▶ Exercise directions:
Below are the records; copy each line in them that holds the word "woman".

▶ Exercise input:
• • • • •

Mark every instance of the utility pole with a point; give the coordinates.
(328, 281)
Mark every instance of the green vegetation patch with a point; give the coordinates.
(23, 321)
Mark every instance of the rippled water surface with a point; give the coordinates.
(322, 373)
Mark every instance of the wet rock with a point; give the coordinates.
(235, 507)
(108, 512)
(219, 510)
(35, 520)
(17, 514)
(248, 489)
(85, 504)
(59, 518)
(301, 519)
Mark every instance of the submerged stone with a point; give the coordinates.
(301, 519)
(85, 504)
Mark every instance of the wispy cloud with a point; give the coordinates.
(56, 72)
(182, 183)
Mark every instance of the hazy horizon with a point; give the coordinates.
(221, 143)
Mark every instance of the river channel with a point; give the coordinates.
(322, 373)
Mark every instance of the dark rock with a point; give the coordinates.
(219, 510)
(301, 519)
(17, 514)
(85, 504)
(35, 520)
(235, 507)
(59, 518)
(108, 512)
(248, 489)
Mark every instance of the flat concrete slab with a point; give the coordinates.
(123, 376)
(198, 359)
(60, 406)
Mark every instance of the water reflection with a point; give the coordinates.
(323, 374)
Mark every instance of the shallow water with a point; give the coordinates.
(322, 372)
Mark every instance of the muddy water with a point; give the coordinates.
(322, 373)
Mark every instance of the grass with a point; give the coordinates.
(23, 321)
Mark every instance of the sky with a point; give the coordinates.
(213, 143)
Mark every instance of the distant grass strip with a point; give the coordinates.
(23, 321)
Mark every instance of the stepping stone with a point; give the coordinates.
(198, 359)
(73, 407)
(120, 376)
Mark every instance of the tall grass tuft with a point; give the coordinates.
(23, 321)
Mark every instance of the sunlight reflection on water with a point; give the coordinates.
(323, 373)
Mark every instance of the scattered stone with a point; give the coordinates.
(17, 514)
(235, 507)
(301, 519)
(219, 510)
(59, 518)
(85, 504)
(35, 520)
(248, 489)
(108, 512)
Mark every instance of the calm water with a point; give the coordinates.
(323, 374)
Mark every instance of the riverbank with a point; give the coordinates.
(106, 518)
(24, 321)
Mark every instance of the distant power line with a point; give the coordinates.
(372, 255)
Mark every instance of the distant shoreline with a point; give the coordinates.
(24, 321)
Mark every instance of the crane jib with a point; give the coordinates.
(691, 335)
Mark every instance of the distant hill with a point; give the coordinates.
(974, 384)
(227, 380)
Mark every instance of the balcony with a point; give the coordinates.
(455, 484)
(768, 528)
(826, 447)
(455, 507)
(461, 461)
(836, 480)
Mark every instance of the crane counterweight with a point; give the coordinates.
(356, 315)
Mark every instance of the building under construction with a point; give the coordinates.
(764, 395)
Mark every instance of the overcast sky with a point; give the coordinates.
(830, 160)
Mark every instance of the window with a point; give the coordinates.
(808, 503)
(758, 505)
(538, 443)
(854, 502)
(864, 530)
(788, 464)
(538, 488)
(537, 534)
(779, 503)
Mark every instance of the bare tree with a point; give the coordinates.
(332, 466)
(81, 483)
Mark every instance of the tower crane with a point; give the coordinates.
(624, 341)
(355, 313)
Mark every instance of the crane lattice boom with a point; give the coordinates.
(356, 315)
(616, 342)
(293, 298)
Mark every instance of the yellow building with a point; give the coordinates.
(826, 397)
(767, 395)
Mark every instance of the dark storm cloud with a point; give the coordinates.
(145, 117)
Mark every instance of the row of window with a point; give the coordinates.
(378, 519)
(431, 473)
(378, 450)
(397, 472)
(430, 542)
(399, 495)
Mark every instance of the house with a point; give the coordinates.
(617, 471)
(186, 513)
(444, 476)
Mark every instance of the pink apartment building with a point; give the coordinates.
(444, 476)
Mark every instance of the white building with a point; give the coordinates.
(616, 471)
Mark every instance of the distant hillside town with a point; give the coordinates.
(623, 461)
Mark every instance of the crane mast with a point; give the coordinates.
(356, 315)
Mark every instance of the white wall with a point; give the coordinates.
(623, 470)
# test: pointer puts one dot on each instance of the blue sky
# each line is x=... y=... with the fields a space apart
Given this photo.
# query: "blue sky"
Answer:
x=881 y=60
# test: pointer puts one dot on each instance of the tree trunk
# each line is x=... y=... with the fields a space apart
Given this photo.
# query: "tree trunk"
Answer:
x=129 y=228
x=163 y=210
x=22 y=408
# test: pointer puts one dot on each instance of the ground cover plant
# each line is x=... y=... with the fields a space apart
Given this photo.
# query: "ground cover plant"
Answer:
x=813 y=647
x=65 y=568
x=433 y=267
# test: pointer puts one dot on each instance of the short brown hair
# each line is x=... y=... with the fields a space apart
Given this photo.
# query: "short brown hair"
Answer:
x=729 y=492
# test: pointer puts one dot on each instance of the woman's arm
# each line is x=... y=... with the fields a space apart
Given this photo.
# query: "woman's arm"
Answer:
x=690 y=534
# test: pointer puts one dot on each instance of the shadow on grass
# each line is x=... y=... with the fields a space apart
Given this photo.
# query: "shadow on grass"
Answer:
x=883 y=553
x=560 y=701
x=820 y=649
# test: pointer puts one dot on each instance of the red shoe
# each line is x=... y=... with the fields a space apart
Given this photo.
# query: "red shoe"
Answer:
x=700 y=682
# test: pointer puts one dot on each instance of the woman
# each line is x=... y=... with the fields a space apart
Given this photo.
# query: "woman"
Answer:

• • • • •

▶ Result for this task:
# test: pointer puts one dot on each instance of the woman's arm
# query: "woman's arm"
# test: pointer puts one dot on each instance of the woman
# query: "woman"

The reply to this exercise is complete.